__TASK STATEMENT__
Show each line of the listing below that contains the word "every", copied in full.

-- begin RECORDS FOR THIS EXERCISE --

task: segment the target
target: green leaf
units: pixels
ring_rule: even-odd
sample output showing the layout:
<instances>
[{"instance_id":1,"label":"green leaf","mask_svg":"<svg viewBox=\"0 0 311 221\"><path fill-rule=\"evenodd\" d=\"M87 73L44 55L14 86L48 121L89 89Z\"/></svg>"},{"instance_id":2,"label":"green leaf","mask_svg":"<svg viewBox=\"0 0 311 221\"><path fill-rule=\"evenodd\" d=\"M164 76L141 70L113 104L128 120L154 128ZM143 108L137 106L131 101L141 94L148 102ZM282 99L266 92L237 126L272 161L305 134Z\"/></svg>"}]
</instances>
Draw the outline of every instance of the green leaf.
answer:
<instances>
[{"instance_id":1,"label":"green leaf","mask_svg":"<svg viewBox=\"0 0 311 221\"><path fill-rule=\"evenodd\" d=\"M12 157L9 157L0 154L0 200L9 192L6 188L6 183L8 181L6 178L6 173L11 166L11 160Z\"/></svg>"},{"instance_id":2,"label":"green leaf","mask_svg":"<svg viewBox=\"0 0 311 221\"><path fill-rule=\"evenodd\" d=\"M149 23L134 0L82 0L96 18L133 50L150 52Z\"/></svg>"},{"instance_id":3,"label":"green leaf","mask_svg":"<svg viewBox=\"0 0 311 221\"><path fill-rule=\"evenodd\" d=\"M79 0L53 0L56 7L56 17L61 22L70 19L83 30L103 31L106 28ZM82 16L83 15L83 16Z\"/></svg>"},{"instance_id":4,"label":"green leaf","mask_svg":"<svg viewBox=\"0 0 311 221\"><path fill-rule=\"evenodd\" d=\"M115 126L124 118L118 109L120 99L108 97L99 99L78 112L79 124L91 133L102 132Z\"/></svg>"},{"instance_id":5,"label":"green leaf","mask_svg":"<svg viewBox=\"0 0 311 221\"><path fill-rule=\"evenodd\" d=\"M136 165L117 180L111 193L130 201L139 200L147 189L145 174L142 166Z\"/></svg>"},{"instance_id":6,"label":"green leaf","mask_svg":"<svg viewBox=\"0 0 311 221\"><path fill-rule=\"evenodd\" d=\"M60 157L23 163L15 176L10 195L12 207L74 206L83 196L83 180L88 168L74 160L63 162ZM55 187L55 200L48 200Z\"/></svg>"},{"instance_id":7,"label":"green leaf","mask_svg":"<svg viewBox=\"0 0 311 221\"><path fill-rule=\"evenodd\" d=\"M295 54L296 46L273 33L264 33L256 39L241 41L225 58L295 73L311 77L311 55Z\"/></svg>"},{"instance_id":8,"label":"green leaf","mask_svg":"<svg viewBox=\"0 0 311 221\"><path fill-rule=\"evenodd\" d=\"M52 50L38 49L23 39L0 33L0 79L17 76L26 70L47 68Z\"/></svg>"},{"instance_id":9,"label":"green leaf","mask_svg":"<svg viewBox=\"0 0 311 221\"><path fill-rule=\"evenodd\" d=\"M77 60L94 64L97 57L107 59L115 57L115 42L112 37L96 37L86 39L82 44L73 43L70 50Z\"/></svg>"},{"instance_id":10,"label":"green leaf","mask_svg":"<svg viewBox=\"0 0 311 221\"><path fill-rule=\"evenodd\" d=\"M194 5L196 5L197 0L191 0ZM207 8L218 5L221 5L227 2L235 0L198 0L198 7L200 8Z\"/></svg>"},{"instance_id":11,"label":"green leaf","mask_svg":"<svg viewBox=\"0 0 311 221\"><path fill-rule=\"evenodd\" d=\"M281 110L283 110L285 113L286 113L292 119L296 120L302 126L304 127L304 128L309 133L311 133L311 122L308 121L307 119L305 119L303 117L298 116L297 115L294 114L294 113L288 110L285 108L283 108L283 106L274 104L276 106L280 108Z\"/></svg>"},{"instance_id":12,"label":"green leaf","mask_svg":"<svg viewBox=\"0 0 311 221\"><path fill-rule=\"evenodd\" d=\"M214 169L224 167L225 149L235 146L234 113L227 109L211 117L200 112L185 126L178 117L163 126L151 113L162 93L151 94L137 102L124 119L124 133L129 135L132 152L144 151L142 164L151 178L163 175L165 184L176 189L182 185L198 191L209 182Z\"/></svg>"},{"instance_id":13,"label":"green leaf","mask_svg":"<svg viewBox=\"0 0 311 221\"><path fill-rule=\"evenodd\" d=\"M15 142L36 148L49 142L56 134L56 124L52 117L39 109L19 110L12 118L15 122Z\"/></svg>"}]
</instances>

-- end RECORDS FOR THIS EXERCISE --
-- begin RECORDS FOR THIS EXERCISE --

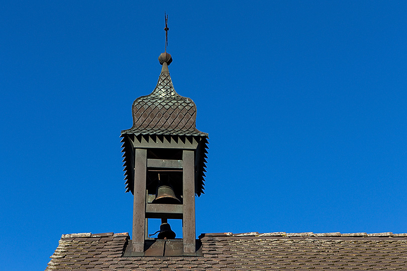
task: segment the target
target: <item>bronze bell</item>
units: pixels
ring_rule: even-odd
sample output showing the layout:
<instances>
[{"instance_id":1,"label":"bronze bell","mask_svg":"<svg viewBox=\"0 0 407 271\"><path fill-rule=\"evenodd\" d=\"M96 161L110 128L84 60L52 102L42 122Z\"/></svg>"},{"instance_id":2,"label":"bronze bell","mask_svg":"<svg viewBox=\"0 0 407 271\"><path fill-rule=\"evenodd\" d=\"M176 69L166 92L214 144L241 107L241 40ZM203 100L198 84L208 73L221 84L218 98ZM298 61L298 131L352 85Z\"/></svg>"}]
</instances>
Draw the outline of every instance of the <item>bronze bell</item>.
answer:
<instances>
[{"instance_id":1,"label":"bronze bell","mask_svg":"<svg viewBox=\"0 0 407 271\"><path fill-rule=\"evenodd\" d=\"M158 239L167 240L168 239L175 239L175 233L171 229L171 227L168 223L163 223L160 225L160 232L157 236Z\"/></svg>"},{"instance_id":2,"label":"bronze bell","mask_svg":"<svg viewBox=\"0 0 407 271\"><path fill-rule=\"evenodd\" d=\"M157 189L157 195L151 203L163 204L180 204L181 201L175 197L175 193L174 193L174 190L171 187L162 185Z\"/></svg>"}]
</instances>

-- end RECORDS FOR THIS EXERCISE --
-- begin RECORDS FOR THIS EXERCISE --

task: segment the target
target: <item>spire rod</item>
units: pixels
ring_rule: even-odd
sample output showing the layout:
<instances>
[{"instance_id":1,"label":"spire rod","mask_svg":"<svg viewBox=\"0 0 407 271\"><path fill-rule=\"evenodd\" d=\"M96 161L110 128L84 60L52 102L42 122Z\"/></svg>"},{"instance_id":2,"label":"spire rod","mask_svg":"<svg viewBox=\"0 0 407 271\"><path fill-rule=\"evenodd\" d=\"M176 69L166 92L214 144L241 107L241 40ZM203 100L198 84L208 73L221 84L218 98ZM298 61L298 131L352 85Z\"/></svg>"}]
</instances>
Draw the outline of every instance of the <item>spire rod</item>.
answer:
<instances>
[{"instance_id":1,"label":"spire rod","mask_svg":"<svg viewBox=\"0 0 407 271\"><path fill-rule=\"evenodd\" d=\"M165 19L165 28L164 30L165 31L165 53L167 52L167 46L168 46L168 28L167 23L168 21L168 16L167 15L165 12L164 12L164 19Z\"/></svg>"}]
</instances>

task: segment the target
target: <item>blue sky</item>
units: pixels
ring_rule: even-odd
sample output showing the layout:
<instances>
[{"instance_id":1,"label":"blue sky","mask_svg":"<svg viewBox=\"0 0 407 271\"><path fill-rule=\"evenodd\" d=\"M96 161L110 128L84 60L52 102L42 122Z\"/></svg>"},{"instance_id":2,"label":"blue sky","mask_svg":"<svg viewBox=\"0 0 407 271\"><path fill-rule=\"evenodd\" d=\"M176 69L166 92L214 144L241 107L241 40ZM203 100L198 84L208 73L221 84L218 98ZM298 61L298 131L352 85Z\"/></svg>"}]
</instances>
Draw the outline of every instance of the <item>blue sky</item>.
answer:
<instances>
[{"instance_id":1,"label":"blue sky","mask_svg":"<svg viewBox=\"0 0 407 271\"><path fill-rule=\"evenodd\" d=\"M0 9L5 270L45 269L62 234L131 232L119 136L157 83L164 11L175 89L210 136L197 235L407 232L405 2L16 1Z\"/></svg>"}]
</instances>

-- end RECORDS FOR THIS EXERCISE --

__EXERCISE ANSWER__
Draw the outline of every instance of the green leaf.
Draw the outline of every instance of the <item>bronze bell</item>.
Draw the outline of every instance of the <item>spire rod</item>.
Draw the outline of every instance of the <item>blue sky</item>.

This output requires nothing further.